──────── Extracted text

Monitoring memory trends rather than point-in-time snapshots

A single memory reading reveals little about whether usage is stable, growing toward a limit, or fluctuating with expected workload patterns; tracking memory usage as a time series surfaces the difference between healthy, plateauing usage and a slow, continuous climb characteristic of a memory leak:

container_memory_usage_bytes{name="my-api"}

A memory usage graph that climbs steadily over hours or days without ever plateauing, even under roughly steady request volume, is a strong, early signal of a leak worth investigating well before it results in an actual OOM kill.

Common mistakes

  • Interpreting the total memory figure from docker stats as entirely application-allocated memory, without accounting for the often substantial page cache component included in that total.
  • Setting no explicit memory limit at all, leaving a container free to consume host memory without any boundary until it affects every other process on the host.
  • Not checking the OOMKilled flag after an unexpected restart, missing a clear, direct signal that memory exhaustion specifically was the cause.

────────────────
──────── Supplied records

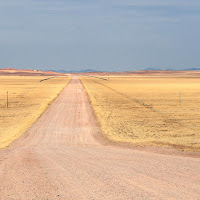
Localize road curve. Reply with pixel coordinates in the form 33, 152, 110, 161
0, 77, 200, 200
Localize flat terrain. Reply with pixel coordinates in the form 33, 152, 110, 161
81, 76, 200, 151
0, 76, 69, 148
0, 78, 200, 200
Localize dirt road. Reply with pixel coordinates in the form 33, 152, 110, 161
0, 77, 200, 200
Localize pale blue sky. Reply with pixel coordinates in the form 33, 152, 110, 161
0, 0, 200, 71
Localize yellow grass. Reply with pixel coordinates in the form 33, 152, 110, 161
0, 76, 69, 148
81, 77, 200, 150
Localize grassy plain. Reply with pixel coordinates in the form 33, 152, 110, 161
0, 76, 70, 148
81, 76, 200, 151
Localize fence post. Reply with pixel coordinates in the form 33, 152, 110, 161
179, 92, 181, 107
6, 91, 8, 108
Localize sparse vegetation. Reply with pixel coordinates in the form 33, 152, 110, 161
0, 76, 69, 148
81, 76, 200, 150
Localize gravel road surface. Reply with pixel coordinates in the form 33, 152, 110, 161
0, 77, 200, 200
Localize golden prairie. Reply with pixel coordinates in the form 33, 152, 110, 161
81, 76, 200, 151
0, 76, 69, 148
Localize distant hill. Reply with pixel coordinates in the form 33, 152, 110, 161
144, 67, 162, 70
184, 68, 200, 71
47, 69, 99, 73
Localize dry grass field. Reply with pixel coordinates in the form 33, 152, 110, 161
81, 76, 200, 151
0, 76, 70, 148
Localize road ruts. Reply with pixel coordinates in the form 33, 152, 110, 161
0, 77, 200, 200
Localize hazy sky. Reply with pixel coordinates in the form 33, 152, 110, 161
0, 0, 200, 71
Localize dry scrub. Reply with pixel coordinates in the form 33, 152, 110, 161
81, 77, 200, 150
0, 76, 69, 148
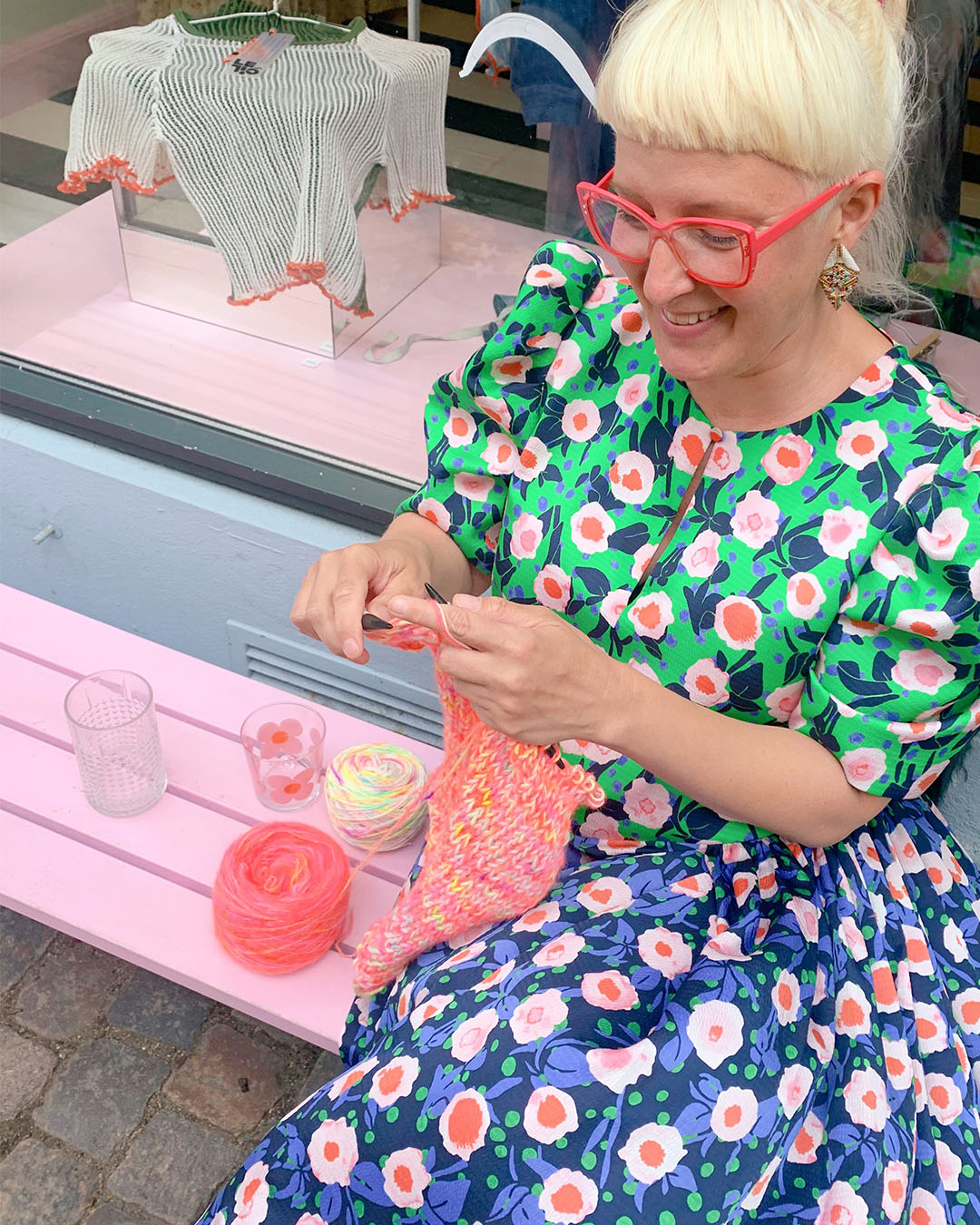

────────────────

Required work ->
a: Rewrite the part of the records that opens with the line containing "Localize grassy plain." and closes with the line containing "6, 91, 8, 108" as a numbered list, leaving out any blank lines.
b: Extend the text on monitoring container memory, picking up right after its last sentence.
The text and the records have nothing to do with each other.

Responses for each task ->
a:
1. Localize grassy plain. Reply with pixel coordinates in the form 33, 152, 110, 161
2. 0, 76, 70, 148
3. 81, 76, 200, 151
4. Localize fence post. Reply with pixel coordinates in the form 33, 152, 110, 161
5. 179, 92, 181, 107
6. 6, 91, 8, 108

b:
  • Running a language runtime that does not automatically respect container memory limits without explicitly configuring it to do so, leading to confusing OOM kills that contradict the application's own internal memory reporting.
  • Reacting to a single memory snapshot rather than reviewing the trend over time, missing the distinction between a legitimate, plateauing working set and a continuously growing leak.

Container memory usage is accurately understood only by distinguishing reclaimable page cache from genuine application allocation, checking the OOMKilled flag directly when investigating unexpected restarts, and tracking trends over time rather than relying on isolated snapshots, since each of these distinctions changes what the right response to a given memory reading actually is.